### EXERCISE DESCRIPTION
Can you copy the data word for word, starting at the line that contains "one marker per instance, written like [432,213]" and stopping after the line that contains "Target: dirt patch", with both of those lines included and nothing else?

### EXTRACTED ENTRIES
* start *

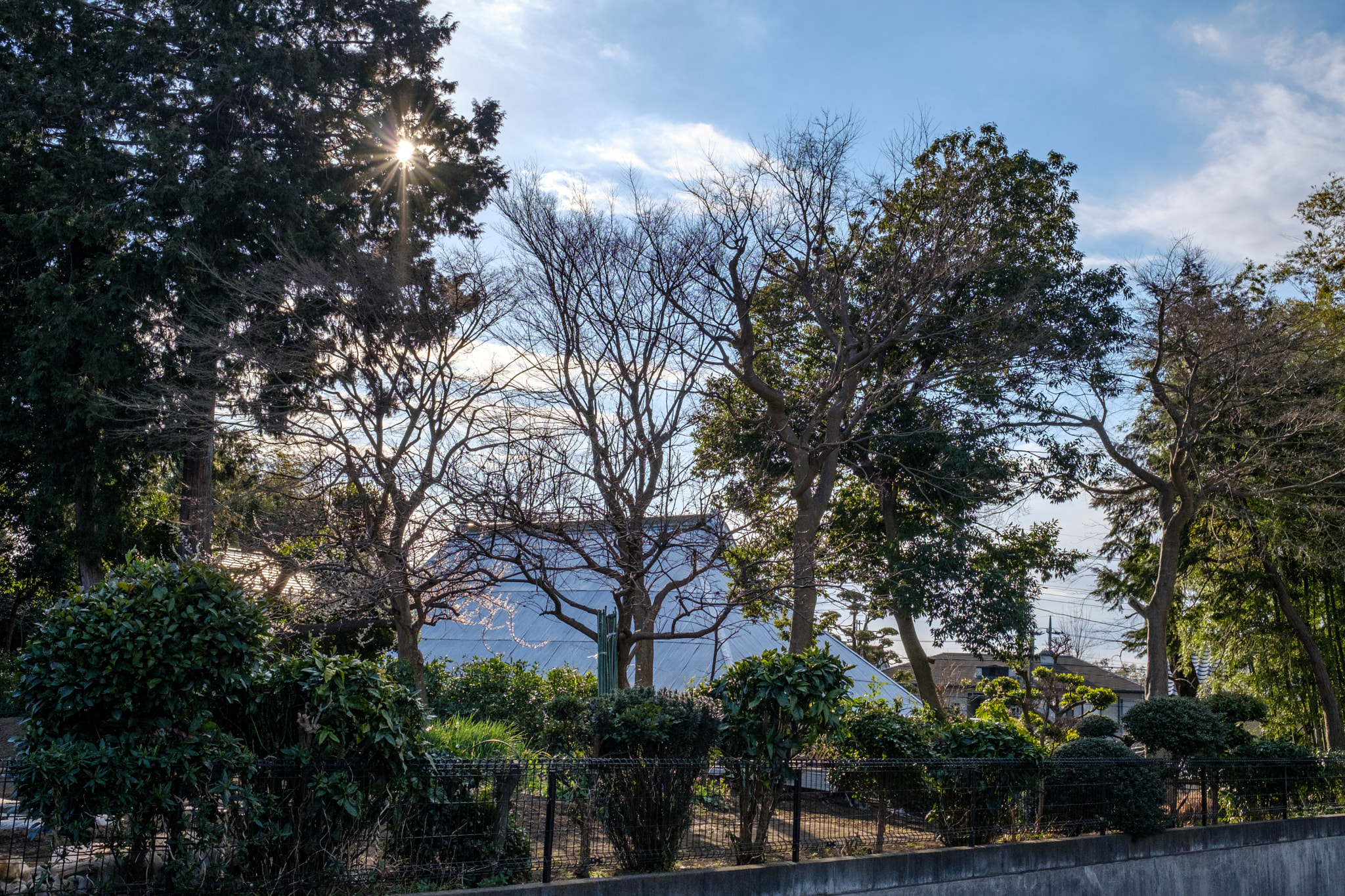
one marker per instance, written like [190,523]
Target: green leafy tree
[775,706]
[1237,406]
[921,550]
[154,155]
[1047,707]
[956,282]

* end *
* start *

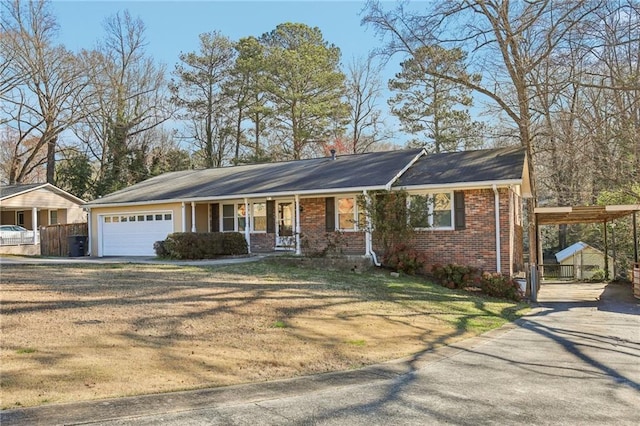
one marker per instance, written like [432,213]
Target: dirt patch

* end *

### REPLY
one marker per instance, written like [432,213]
Target: dirt patch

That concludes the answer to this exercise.